* Input data
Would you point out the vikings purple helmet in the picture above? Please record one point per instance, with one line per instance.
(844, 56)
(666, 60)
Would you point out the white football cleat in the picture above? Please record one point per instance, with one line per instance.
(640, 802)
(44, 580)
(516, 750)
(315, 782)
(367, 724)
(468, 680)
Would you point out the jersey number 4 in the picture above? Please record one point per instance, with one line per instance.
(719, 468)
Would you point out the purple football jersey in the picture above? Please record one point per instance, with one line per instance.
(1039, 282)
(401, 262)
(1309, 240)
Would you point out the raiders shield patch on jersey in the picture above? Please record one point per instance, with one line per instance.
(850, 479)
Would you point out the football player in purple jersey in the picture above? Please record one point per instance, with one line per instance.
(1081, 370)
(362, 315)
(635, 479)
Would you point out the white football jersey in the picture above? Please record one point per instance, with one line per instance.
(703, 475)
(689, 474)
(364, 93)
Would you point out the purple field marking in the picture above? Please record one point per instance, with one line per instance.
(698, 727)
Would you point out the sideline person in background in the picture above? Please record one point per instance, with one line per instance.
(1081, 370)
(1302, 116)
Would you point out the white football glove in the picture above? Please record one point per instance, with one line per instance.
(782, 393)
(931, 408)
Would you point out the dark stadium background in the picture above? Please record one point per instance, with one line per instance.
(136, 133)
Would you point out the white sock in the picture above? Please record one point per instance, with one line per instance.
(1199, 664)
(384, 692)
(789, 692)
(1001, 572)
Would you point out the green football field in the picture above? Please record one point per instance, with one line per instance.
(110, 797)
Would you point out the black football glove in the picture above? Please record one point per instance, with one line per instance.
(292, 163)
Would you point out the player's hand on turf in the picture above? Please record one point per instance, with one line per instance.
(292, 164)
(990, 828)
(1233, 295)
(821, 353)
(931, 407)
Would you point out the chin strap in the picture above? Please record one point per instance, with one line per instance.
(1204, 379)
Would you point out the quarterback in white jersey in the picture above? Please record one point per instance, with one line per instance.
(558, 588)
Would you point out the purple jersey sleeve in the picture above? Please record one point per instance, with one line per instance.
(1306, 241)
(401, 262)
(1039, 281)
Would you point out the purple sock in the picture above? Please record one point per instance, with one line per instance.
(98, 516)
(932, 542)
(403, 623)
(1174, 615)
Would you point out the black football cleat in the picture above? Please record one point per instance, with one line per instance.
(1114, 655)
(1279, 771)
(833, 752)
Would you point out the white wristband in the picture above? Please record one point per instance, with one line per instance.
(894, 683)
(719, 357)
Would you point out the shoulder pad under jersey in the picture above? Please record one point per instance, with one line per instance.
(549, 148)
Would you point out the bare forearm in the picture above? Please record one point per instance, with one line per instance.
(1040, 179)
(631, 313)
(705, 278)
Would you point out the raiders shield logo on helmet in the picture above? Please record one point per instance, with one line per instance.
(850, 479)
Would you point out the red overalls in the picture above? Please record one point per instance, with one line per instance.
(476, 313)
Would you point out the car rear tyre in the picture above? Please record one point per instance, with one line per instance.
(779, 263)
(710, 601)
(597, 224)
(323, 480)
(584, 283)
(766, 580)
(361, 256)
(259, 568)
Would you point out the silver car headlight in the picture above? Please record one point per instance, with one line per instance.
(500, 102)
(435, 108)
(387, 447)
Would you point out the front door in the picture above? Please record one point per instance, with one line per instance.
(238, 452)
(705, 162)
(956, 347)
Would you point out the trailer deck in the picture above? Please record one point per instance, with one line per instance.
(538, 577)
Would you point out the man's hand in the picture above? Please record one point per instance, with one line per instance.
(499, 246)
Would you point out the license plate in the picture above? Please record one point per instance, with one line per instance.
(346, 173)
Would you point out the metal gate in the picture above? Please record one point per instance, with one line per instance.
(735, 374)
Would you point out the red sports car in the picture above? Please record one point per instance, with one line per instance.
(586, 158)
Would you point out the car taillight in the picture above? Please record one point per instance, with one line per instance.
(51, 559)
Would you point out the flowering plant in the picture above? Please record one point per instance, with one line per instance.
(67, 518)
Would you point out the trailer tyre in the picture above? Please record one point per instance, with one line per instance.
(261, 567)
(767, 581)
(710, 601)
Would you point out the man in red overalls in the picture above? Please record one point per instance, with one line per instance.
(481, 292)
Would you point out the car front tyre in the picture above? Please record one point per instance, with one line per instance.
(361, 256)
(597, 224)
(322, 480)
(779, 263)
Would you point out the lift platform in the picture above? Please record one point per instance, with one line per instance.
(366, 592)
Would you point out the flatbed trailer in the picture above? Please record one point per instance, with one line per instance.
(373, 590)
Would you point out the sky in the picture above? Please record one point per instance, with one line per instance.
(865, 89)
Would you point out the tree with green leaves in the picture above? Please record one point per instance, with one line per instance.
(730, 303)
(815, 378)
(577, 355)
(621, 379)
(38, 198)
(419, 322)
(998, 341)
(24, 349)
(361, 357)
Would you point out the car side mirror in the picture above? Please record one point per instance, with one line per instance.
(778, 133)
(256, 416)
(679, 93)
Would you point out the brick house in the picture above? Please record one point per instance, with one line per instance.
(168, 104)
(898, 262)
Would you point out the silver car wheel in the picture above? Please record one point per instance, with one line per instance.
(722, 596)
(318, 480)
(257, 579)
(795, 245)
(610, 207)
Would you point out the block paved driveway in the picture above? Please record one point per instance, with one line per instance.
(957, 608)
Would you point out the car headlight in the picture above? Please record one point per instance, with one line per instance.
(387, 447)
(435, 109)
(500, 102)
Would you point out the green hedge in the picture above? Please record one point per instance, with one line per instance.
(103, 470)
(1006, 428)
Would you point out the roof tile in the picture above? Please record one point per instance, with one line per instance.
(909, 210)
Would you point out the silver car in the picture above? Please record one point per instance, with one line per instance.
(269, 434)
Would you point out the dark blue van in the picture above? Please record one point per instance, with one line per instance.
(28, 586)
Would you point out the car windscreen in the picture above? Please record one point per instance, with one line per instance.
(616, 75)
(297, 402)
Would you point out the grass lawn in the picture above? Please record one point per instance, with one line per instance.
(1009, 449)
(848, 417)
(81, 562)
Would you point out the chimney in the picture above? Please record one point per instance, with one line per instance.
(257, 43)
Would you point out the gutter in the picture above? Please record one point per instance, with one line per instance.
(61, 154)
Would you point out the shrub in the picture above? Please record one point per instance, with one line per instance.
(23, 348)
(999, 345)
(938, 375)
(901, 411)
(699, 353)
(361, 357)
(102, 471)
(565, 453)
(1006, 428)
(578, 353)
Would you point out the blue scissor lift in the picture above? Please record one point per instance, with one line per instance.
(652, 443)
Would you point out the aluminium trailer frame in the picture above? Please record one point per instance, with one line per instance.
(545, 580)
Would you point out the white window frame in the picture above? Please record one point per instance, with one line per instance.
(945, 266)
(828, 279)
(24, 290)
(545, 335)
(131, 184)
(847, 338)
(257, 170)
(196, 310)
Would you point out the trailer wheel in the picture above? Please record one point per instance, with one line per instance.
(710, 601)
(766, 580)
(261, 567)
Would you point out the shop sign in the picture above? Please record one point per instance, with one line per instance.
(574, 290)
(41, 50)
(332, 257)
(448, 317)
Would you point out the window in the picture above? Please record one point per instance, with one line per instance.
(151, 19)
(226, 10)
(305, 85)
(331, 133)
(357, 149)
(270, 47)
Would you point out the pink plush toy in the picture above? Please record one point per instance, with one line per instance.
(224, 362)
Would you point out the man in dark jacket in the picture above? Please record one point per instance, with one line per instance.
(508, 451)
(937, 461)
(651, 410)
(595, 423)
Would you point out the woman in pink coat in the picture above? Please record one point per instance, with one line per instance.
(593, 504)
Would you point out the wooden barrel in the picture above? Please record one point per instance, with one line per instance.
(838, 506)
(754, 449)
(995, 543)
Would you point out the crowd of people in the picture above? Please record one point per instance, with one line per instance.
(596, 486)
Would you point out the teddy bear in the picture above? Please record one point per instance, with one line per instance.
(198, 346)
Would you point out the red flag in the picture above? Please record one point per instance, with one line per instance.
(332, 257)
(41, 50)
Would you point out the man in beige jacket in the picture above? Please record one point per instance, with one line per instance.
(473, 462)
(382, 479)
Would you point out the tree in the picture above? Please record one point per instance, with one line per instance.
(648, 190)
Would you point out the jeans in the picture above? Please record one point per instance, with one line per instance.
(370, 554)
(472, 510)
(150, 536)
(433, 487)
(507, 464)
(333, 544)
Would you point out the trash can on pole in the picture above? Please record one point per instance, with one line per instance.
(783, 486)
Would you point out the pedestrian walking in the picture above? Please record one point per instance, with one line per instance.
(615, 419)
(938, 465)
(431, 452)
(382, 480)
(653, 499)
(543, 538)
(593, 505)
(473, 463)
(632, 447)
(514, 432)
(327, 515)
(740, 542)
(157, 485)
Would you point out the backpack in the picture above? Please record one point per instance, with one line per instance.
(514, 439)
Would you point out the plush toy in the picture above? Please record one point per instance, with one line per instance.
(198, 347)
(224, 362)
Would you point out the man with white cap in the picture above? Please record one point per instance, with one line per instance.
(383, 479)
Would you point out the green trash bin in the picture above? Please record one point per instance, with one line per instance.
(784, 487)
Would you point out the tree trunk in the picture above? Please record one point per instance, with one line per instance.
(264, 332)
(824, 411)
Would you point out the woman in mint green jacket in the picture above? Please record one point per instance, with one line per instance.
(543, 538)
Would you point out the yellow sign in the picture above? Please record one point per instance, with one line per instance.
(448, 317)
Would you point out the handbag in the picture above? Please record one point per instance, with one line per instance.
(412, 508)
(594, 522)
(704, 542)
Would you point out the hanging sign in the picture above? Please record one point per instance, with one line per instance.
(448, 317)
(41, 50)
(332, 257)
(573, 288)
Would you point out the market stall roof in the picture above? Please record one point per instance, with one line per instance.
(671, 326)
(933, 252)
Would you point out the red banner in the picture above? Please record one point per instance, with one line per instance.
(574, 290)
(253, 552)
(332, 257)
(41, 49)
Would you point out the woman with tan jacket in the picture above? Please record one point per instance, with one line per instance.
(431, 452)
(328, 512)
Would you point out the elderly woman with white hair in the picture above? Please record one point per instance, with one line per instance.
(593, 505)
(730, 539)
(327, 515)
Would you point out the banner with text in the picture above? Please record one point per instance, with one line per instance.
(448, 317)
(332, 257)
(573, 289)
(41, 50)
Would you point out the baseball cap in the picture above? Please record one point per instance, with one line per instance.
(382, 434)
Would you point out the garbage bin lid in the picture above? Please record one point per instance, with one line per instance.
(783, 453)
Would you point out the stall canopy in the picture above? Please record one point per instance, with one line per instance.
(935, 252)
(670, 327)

* Description of the task
The lines to copy run from the one containing "Would you point out the stall" through the last line above. Copy them exactly and include nothing else.

* Final answer
Would you point out the stall canopy in the picture above? Please record one point per instance, with one line per instance.
(935, 252)
(670, 327)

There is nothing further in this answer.